§ **Document text**:
• • •

You avoid friends and family.
If you're isolating yourself in the winter months, you're not alone. When the evenings get darker and the weather gets colder, we all tend to spend less time socializing with others.
n the summer months, social activities abound. But as it gets colder, you have to make a conscious effort to stay social. This is particularly true for introverts, who want nothing more than to spend an evening at home with a book. If that's you, it's okay to indulge in some quiet evenings. Try to strike a balance, planning for a few different social outings each week, alternated with days at home. Recurrent social engagements, like book clubs, bowling leagues and church functions help to keep you in a routine of being social. For days when you're feeling like you'd rather not go, just make a deal that you'll attend the first half hour of a social event. Once you're there, you may feel like staying.
You turn to food for comfort
It's natural to have a craving for carb-dense foods in the autumn months, leading up to a time when food used to be much more scarce. This can lead to eating processed foods that lead you to feel more fatigued and foggy-headed.
Look for comfort foods that are consistent with a healthy diet. Dr. Andrew Weil's anti-inflammatory food pyramid is a good place to start, in terms of finding foods that will promote, rather than detract, from our overall health. Small changes can lead you to feel much better, such as swapping a baked sweet potato for fries, or guacamole for cheese dip. Having a baked apple with cinnamon, or a pumpkin custard, make great fall desserts. If this is a particular area of struggle for you, you may want to consult with a local dietitian to help you adapt your favorite comfort foods to healthier versions. No matter what diet you're choosing, mindful eating strategies are also important. Mindful strategies include: eat only when you're hungry, eat slowly, enjoy each bite and stop when you are no longer hungry.
You're drinking more than usual.
When the days get shorter, we reach for things that will boost our sense of pleasure. If you're reaching for alcohol, it's important to check in to see if your drinking is reaching a problematic level. The CDC considers moderate drinking up to 1 drink a day for women and up to 2 drinks a day for men. It's important to note that many mixed drinks contain much more than one drink's worth of alcohol. You might be surprised to learn how little alcohol the average American drinks, with 60% of Americans drinking one drink or less per week.

• • •

§ **Listed records**:
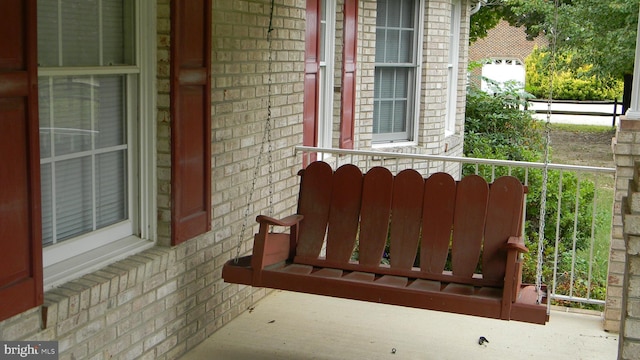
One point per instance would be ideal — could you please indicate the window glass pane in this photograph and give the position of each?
(113, 32)
(405, 53)
(387, 83)
(399, 116)
(48, 33)
(110, 129)
(46, 204)
(381, 17)
(407, 14)
(380, 44)
(111, 190)
(44, 115)
(73, 106)
(401, 82)
(80, 40)
(384, 116)
(80, 32)
(73, 197)
(393, 15)
(392, 46)
(395, 44)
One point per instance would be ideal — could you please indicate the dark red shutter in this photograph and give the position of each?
(20, 217)
(348, 95)
(311, 75)
(190, 118)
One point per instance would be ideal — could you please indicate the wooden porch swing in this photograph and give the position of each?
(421, 217)
(335, 244)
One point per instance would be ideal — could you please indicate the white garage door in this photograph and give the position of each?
(503, 70)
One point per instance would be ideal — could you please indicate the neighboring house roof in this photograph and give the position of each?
(503, 42)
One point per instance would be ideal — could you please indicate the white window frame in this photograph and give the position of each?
(453, 68)
(78, 256)
(414, 118)
(327, 73)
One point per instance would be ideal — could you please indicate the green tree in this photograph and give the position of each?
(596, 32)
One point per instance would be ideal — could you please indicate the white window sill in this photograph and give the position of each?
(77, 266)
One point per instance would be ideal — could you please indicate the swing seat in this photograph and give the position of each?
(383, 238)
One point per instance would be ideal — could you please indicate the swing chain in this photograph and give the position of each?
(266, 137)
(545, 171)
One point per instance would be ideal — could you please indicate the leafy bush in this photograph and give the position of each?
(497, 128)
(570, 81)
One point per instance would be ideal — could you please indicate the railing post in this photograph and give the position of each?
(615, 112)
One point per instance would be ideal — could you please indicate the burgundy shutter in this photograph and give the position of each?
(190, 118)
(348, 101)
(311, 75)
(20, 218)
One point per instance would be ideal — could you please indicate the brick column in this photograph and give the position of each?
(624, 266)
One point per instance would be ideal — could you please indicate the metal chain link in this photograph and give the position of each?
(545, 171)
(266, 137)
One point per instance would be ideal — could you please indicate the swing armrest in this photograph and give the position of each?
(271, 248)
(287, 221)
(517, 243)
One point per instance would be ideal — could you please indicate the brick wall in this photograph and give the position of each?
(624, 279)
(625, 154)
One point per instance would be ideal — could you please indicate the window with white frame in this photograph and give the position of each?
(452, 68)
(327, 67)
(396, 70)
(91, 82)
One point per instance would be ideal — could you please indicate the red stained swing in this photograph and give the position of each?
(334, 244)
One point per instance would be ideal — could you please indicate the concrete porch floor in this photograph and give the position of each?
(288, 325)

• • •

§ **Exercise aim**:
Answer from the winter habits text:
(a) On days you'd rather not go out, how much of a social event does the text suggest attending?
(b) What does the text name as a swap for fries?
(c) What amount of drinking does the CDC consider moderate for women?

§ **Solution to the problem**:
(a) The first half hour.
(b) A baked sweet potato.
(c) Up to 1 drink a day.